Friday, July 17, 2009

Circuit Snippets

Defendants have a right to cross-examine analysts who conduct and write reports on forensic laboratory tests, the Supreme Court held. The sworn reports are "clearly testimonial." Melendez-Diaz v. Mass., No. 07-591 (U.S. 6/25/09)

A school administrator violated a 13-year-old girl's fourth amendment rights when he ordered that she be strip searched on suspicion that she possessed ibuprofen, but the asst. principal received qualified immunity in the civil rights lawsuit because the law was not sufficiently clear at the time of the search. There was sufficient suspicion to justify a search of the student's outer clothing and backpack. Safford v. Unified Sch. Dist. # 1 v. Redding, No. 08-479 (U.S. 6/25/09)

The 8th Circuit upheld federal convictions for bribery, wire fraud, mail fraud and conspiracy based on "honest services fraud" even though the indictment, jury instructions, nor the government didn't mention that theory or reference the statute that authorizes that basis for guilt, 18 U.S.C. 1346. Defendant ran a truck driving school, and bribed an instructor at another school (that was certified) to pass defendant's students even if they did not complete the required the testing. It was not necessary to cite 1346 in the indictment because that statute merely defined a term in 1341 and 1343, which were included. The jury instructions were adequate because they correctly laid out the elements of mail fraud. Although the prosecutor never talked about "honest services fraud," the government had consistently argued that the state was injured by the instructor's practice of administering inadequate tests -- in other words, the court reasoned, withholding the honest service he owed the state. US v. Redzic, No. 08-2418 (8th Cir. 6/22/09)

▸ INSTRUCTION 1
From the court case summaries, retype the passage that begins with "Friday, July 17, 2009" and ends with "07-591 (U.S. 6/25/09)".
▸ INSTRUCTION 2
Show every line of the records containing the string "rope", matching case exactly.

▸ DATA SHOWN
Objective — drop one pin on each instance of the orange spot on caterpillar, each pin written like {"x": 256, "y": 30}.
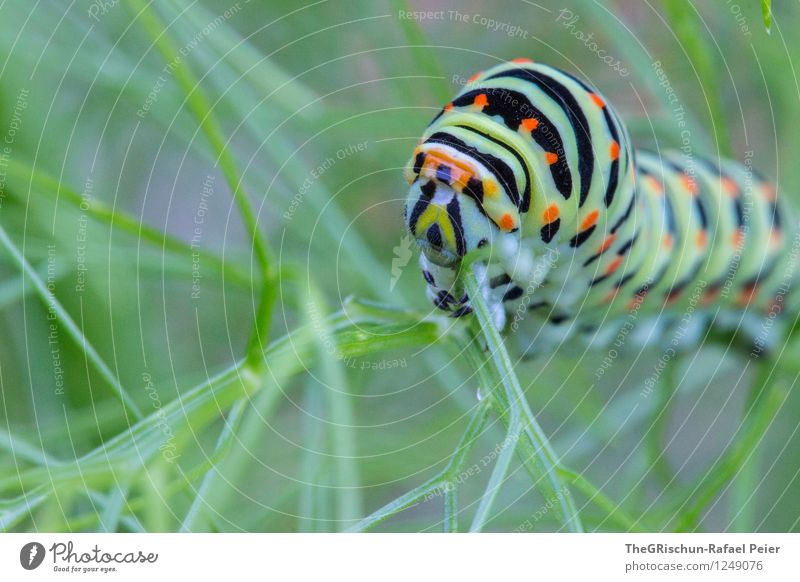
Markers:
{"x": 460, "y": 172}
{"x": 550, "y": 214}
{"x": 590, "y": 220}
{"x": 613, "y": 150}
{"x": 614, "y": 265}
{"x": 607, "y": 243}
{"x": 637, "y": 300}
{"x": 481, "y": 100}
{"x": 689, "y": 184}
{"x": 597, "y": 100}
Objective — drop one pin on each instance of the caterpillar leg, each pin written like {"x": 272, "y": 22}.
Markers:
{"x": 445, "y": 293}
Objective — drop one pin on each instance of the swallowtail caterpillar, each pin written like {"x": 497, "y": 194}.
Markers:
{"x": 583, "y": 228}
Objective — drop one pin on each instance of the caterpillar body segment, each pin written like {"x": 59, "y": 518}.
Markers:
{"x": 583, "y": 228}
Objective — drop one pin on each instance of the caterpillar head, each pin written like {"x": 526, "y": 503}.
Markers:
{"x": 455, "y": 204}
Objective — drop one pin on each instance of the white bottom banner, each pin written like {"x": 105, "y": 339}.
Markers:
{"x": 356, "y": 557}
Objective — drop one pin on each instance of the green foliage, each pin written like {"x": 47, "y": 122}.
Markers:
{"x": 244, "y": 356}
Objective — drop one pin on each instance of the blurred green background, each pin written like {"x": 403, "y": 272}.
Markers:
{"x": 115, "y": 116}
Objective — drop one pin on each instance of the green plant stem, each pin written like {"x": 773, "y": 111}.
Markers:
{"x": 684, "y": 20}
{"x": 444, "y": 481}
{"x": 195, "y": 515}
{"x": 657, "y": 433}
{"x": 613, "y": 511}
{"x": 512, "y": 407}
{"x": 200, "y": 107}
{"x": 112, "y": 217}
{"x": 757, "y": 421}
{"x": 72, "y": 329}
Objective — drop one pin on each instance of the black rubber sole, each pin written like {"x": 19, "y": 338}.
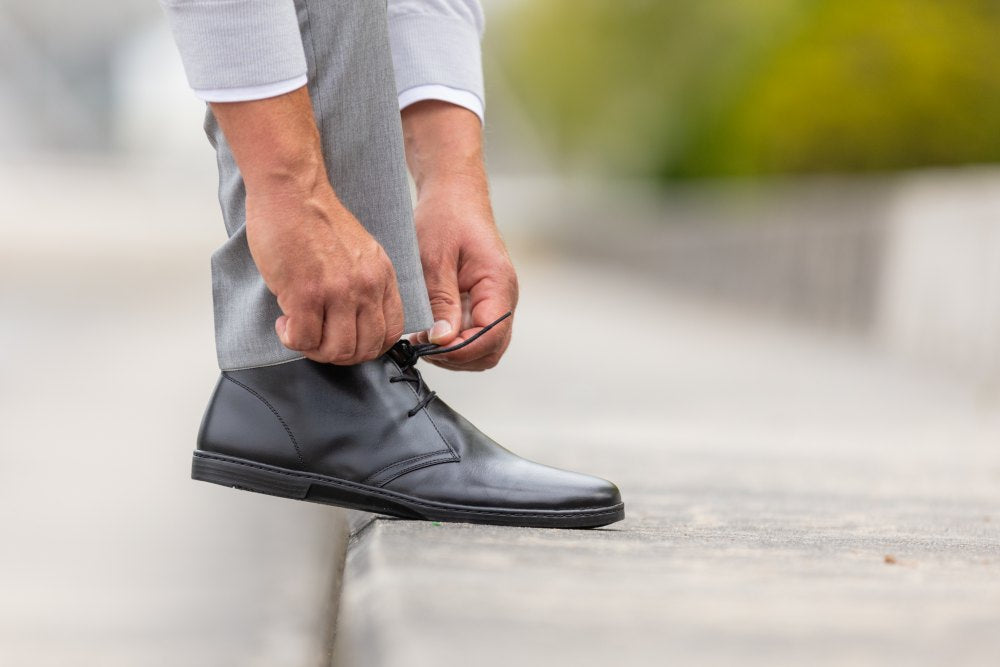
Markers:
{"x": 272, "y": 480}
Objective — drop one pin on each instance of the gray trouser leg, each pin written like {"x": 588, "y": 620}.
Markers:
{"x": 354, "y": 98}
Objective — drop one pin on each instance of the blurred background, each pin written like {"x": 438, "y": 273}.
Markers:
{"x": 825, "y": 168}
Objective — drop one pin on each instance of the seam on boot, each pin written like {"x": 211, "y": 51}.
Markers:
{"x": 284, "y": 424}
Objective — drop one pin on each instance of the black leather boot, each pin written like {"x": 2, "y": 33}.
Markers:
{"x": 373, "y": 437}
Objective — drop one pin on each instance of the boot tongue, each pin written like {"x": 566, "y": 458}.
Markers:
{"x": 402, "y": 353}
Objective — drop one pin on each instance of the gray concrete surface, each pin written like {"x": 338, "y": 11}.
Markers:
{"x": 768, "y": 474}
{"x": 791, "y": 499}
{"x": 110, "y": 556}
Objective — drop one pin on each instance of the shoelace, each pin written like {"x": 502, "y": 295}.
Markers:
{"x": 412, "y": 353}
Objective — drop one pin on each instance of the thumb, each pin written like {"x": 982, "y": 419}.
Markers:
{"x": 442, "y": 288}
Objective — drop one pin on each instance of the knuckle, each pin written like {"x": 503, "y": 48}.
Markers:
{"x": 442, "y": 297}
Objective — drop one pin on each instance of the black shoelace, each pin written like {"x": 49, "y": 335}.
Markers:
{"x": 412, "y": 353}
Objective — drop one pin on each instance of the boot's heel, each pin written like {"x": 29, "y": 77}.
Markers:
{"x": 246, "y": 475}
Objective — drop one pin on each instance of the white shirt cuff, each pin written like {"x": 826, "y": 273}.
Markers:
{"x": 435, "y": 91}
{"x": 247, "y": 93}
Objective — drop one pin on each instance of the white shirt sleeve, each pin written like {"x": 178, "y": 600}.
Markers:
{"x": 247, "y": 93}
{"x": 436, "y": 53}
{"x": 436, "y": 91}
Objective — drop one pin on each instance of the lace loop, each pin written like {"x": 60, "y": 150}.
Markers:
{"x": 410, "y": 354}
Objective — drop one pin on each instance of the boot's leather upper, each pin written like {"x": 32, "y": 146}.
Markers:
{"x": 377, "y": 424}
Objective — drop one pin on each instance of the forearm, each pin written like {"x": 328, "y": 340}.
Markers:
{"x": 444, "y": 147}
{"x": 275, "y": 142}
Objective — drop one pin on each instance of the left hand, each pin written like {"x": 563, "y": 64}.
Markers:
{"x": 466, "y": 264}
{"x": 464, "y": 259}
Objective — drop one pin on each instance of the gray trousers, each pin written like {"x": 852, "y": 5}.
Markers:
{"x": 353, "y": 93}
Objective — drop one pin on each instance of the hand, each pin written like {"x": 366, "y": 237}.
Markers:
{"x": 464, "y": 259}
{"x": 469, "y": 275}
{"x": 334, "y": 283}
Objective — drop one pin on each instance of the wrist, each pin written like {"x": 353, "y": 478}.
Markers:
{"x": 288, "y": 175}
{"x": 444, "y": 146}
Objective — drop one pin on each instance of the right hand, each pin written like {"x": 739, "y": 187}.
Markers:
{"x": 333, "y": 281}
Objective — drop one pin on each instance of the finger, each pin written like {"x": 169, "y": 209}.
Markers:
{"x": 371, "y": 332}
{"x": 489, "y": 301}
{"x": 300, "y": 329}
{"x": 339, "y": 336}
{"x": 392, "y": 314}
{"x": 441, "y": 276}
{"x": 485, "y": 352}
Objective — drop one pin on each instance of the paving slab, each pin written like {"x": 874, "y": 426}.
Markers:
{"x": 791, "y": 498}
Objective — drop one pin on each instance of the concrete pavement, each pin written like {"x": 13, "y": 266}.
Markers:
{"x": 791, "y": 499}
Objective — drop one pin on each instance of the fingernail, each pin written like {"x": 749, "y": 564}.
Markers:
{"x": 440, "y": 328}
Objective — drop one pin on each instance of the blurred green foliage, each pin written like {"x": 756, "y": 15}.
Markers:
{"x": 731, "y": 88}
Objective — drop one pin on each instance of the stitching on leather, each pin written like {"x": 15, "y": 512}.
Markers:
{"x": 419, "y": 466}
{"x": 403, "y": 462}
{"x": 397, "y": 496}
{"x": 291, "y": 436}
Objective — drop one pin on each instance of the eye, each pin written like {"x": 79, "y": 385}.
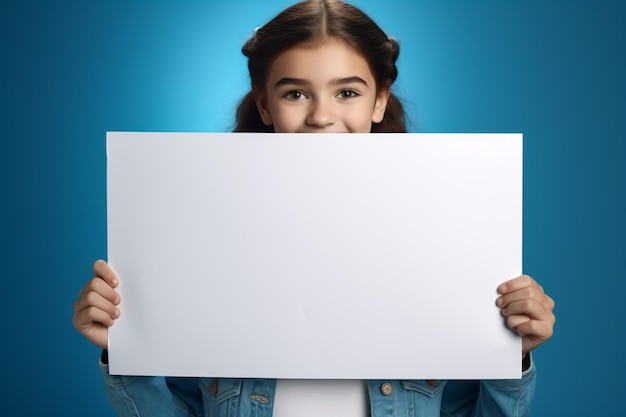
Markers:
{"x": 294, "y": 95}
{"x": 346, "y": 94}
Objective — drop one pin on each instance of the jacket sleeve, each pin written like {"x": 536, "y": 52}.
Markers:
{"x": 507, "y": 397}
{"x": 148, "y": 396}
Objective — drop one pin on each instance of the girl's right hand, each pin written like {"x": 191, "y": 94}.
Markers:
{"x": 97, "y": 306}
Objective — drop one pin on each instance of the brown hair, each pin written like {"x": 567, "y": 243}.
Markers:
{"x": 311, "y": 21}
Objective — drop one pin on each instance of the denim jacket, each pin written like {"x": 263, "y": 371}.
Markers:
{"x": 143, "y": 396}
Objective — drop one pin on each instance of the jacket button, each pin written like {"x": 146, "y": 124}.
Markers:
{"x": 386, "y": 388}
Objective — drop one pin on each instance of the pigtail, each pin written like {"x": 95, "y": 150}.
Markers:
{"x": 310, "y": 21}
{"x": 394, "y": 120}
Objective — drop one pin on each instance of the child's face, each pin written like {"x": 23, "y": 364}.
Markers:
{"x": 323, "y": 88}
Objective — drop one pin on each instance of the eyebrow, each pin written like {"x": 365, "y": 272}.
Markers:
{"x": 336, "y": 81}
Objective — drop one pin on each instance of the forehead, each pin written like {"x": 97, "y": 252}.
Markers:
{"x": 320, "y": 62}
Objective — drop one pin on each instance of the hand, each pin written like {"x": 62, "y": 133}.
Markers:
{"x": 528, "y": 311}
{"x": 96, "y": 308}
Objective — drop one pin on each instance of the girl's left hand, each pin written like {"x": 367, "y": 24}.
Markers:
{"x": 528, "y": 311}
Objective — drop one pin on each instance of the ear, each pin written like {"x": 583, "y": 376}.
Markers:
{"x": 261, "y": 104}
{"x": 381, "y": 105}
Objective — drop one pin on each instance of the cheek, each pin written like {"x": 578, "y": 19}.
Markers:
{"x": 287, "y": 119}
{"x": 359, "y": 120}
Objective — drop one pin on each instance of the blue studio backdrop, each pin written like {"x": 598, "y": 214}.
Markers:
{"x": 71, "y": 70}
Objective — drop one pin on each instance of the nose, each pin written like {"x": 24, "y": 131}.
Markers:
{"x": 321, "y": 115}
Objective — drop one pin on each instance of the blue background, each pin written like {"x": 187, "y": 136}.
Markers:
{"x": 73, "y": 70}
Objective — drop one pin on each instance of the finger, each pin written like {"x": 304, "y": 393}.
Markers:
{"x": 528, "y": 307}
{"x": 103, "y": 270}
{"x": 95, "y": 299}
{"x": 99, "y": 286}
{"x": 517, "y": 283}
{"x": 513, "y": 322}
{"x": 89, "y": 317}
{"x": 538, "y": 329}
{"x": 531, "y": 293}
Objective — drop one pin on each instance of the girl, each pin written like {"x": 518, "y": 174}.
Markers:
{"x": 320, "y": 66}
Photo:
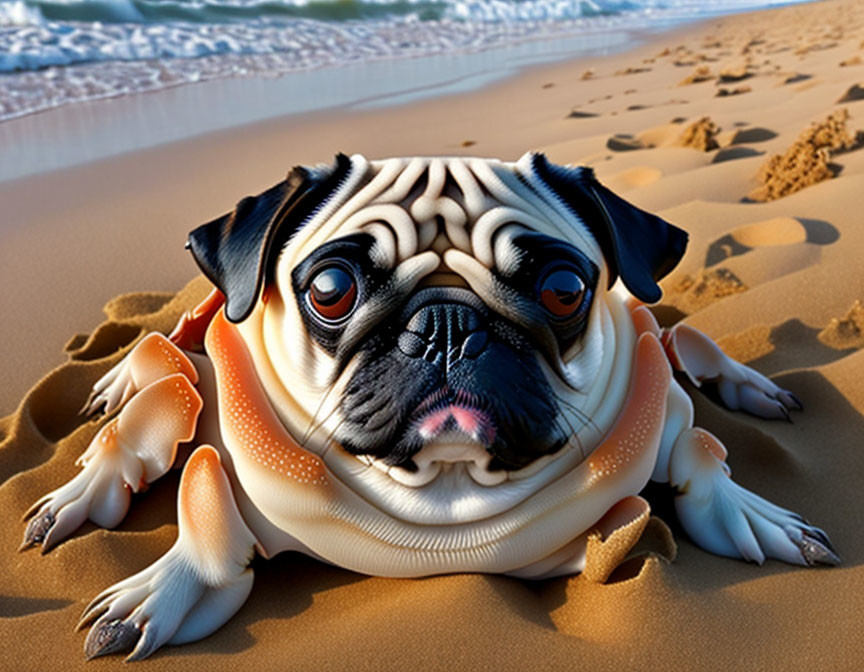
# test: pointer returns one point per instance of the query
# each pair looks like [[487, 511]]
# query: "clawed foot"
[[100, 492], [132, 449], [152, 359], [739, 386], [168, 603], [191, 590], [724, 518]]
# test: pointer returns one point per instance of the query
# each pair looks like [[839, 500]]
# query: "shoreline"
[[700, 127], [76, 133], [169, 171], [118, 224]]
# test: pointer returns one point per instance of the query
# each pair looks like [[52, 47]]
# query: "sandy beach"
[[746, 130]]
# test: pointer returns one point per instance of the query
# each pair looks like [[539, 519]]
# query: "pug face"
[[441, 326]]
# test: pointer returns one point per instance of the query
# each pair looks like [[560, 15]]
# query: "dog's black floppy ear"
[[638, 246], [237, 251]]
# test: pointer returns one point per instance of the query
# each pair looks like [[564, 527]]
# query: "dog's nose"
[[444, 334]]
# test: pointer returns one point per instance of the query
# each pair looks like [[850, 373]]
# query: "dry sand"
[[775, 282]]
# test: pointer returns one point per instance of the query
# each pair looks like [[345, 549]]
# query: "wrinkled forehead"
[[410, 203]]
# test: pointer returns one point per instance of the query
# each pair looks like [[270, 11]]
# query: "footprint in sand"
[[622, 142], [776, 232], [581, 114], [733, 153], [632, 178], [751, 135], [796, 78]]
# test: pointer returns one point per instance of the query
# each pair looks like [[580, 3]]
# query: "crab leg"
[[195, 587], [153, 358], [726, 519], [135, 448], [739, 386]]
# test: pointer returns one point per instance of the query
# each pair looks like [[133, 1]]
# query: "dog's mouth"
[[455, 431]]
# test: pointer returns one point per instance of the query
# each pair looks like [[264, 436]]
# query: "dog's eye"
[[332, 293], [561, 292]]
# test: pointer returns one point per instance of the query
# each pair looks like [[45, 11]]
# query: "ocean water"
[[54, 52]]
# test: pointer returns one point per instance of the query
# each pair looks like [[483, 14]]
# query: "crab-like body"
[[267, 475]]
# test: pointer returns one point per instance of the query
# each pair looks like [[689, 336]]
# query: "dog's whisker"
[[312, 423]]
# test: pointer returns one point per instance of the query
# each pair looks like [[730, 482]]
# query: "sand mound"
[[693, 293], [847, 332], [701, 135], [806, 162], [747, 345]]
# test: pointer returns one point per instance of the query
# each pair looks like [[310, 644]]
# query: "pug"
[[409, 367]]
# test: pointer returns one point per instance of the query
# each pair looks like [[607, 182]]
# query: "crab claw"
[[153, 358], [739, 386]]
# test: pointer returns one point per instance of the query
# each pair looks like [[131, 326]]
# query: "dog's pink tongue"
[[469, 421]]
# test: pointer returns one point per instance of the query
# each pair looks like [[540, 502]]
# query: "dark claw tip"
[[113, 636], [818, 551]]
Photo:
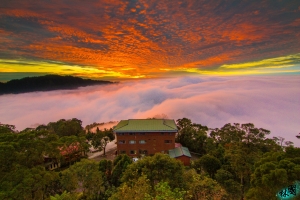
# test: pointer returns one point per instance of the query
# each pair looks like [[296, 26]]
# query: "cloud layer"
[[268, 102], [137, 39]]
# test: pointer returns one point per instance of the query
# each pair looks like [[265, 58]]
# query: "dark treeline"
[[236, 161], [46, 83]]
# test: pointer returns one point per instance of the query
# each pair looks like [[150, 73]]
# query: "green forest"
[[236, 161]]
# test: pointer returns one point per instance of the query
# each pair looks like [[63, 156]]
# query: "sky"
[[140, 39], [213, 61], [271, 102]]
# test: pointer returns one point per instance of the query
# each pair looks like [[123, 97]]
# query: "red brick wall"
[[155, 142], [186, 160]]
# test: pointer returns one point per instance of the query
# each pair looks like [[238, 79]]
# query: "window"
[[132, 152]]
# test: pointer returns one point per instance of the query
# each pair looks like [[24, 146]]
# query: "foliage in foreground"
[[236, 161]]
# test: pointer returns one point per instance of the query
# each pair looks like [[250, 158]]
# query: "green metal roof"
[[179, 151], [146, 125]]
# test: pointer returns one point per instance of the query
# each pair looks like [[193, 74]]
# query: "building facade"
[[142, 137]]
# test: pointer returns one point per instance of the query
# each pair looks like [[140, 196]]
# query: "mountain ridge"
[[47, 83]]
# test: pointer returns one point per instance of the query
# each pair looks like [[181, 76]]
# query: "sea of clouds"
[[270, 102]]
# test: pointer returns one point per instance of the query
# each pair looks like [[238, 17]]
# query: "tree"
[[7, 128], [102, 138], [201, 187], [141, 190], [209, 163], [84, 175], [193, 136], [157, 168], [273, 172], [120, 164]]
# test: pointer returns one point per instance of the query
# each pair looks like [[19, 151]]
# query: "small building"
[[181, 153], [142, 137]]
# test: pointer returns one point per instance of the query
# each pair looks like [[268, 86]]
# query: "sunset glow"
[[120, 40]]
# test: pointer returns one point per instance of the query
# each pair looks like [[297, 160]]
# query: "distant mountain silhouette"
[[46, 83]]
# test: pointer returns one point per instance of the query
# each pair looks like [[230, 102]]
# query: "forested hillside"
[[236, 161], [46, 83]]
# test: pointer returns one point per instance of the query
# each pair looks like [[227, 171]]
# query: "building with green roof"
[[140, 137]]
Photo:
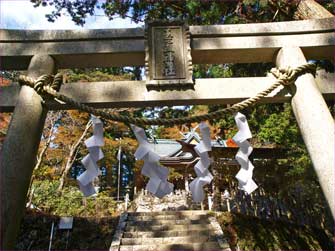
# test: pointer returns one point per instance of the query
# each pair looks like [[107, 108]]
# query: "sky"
[[20, 14]]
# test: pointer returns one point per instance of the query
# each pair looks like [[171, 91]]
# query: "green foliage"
[[259, 234], [70, 202]]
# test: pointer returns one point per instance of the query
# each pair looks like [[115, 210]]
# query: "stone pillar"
[[315, 122], [19, 152]]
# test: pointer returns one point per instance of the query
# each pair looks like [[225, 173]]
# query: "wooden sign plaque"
[[168, 61]]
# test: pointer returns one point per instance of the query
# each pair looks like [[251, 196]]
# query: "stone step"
[[148, 228], [185, 213], [166, 217], [185, 221], [167, 240], [207, 246], [172, 233]]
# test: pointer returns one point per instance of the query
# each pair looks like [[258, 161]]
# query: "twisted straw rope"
[[50, 85]]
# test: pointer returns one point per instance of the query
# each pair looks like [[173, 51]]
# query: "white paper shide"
[[244, 176], [157, 174], [93, 144], [204, 177]]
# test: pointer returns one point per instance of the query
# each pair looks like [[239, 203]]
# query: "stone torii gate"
[[43, 52]]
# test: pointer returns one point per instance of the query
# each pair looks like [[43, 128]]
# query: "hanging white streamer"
[[157, 174], [204, 177], [244, 176], [93, 144]]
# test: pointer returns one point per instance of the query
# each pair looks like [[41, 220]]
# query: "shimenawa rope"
[[50, 85]]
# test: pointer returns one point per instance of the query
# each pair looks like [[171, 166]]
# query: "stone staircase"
[[168, 230]]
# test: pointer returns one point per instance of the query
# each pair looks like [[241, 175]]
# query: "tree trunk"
[[310, 9], [72, 156]]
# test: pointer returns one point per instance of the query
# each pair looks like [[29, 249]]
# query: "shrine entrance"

▸ EXERCISE RESULT 1
Friday, July 17, 2009

Circuit Snippets

Defendants have a right to cross-examine analysts who conduct and write reports on forensic laboratory tests, the Supreme Court held. The sworn reports are "clearly testimonial." Melendez-Diaz v. Mass., No. 07-591 (U.S. 6/25/09)

▸ EXERCISE RESULT 2
# query: "twisted straw rope"
# query: "shimenawa rope"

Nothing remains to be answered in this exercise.